DOCUMENT EXCERPT:
------------------------------------------------------------------------

The federal landscape offers little help. The $10,000 cap on state and local tax (SALT) deductions, originally enacted in the 2017 Tax Cuts and Jobs Act, continues to limit how much property tax relief federal filers can claim. Proposals to raise or eliminate the SALT cap have stalled repeatedly in Congress. For now, the most effective tools homeowners have are local: filing appeals, claiming every exemption they qualify for, and staying informed about their county’s reassessment schedule. If your jurisdiction is reassessing this year, don’t wait for the bill — review your assessment notice the moment it arrives and start gathering comparable sales data immediately.

Conclusion

The claim that property taxes rose 11% nationwide overstates what the data shows at the national level, but it’s not far off for homeowners in states like Colorado, Georgia, Maryland, and parts of Florida. The actual national average increase falls between 2.7% and 5.8% depending on the source, with cumulative growth of 27-30% since 2019. Regardless of where you fall on that spectrum, the dollar amounts are going up — the average property tax bill on a single-family home hit $4,300 in 2024, and the trend shows no sign of reversing. If you believe your assessed value is too high, act now.

Check your county assessor’s website for your reassessment notice, compare it against recent sales of similar homes in your area, and file an appeal before your local deadline. Look into homestead, senior, veteran, and disability exemptions you may not have claimed. The process is free in most jurisdictions and costs you nothing but time. Given the thousands of dollars at stake each year, it’s one of the highest-return financial tasks a homeowner can undertake.

Frequently Asked Questions

How do I find out when my property was last reassessed?

------------------------------------------------------------------------

INSTRUCTION 1: List every U.S. state named in the property tax excerpt.
The property tax excerpt and the rows after it are unrelated to each other.

DATA PROVIDED:
------------------------------------------------------------------------

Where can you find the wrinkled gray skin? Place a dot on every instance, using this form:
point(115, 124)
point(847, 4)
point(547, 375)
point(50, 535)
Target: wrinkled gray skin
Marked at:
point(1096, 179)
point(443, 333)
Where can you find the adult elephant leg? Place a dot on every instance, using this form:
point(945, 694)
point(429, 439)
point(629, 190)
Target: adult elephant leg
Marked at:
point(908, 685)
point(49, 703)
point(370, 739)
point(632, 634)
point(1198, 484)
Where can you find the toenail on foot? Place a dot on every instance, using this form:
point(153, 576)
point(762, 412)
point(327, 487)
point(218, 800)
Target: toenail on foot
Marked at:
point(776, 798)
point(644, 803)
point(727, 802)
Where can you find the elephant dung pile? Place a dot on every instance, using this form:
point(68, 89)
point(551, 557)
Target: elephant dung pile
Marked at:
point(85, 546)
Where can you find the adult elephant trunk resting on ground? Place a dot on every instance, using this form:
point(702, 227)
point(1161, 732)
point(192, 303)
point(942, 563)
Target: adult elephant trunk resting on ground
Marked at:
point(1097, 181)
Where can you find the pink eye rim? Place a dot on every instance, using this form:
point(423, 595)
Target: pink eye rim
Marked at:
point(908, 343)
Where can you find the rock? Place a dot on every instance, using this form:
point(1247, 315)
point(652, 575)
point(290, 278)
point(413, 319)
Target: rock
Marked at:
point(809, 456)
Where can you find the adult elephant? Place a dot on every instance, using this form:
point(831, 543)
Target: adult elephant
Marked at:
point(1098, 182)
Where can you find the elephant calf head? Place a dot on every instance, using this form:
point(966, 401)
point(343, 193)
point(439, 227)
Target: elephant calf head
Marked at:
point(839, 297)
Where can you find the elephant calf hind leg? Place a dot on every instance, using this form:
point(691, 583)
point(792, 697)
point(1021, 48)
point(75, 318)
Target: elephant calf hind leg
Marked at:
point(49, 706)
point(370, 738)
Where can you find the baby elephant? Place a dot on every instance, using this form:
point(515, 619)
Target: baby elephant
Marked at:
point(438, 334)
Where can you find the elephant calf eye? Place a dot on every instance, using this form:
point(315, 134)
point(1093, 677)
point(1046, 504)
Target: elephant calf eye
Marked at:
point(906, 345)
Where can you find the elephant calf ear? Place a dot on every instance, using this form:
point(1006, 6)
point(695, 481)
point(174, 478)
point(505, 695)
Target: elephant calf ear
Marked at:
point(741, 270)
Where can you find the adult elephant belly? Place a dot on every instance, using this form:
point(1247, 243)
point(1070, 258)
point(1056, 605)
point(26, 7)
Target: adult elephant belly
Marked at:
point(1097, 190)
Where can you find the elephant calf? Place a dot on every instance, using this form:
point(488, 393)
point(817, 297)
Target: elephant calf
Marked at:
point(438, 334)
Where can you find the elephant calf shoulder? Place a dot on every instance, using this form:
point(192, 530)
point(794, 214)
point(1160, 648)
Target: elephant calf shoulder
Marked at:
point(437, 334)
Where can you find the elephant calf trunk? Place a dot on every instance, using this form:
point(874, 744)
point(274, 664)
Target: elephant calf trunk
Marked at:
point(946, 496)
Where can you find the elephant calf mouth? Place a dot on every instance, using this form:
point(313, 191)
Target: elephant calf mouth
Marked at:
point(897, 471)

------------------------------------------------------------------------

INSTRUCTION 2: Quote, word for word, the stretch of rows from the line containing "Where can you find the baby" through the line containing "point(741, 270)", including both of those lines.

FULL RESPONSE 1: Colorado, Georgia, Maryland, Florida

FULL RESPONSE 2:
Where can you find the baby elephant? Place a dot on every instance, using this form:
point(515, 619)
Target: baby elephant
Marked at:
point(438, 334)
Where can you find the elephant calf eye? Place a dot on every instance, using this form:
point(315, 134)
point(1093, 677)
point(1046, 504)
Target: elephant calf eye
Marked at:
point(906, 345)
Where can you find the elephant calf ear? Place a dot on every instance, using this form:
point(1006, 6)
point(695, 481)
point(174, 478)
point(505, 695)
Target: elephant calf ear
Marked at:
point(741, 270)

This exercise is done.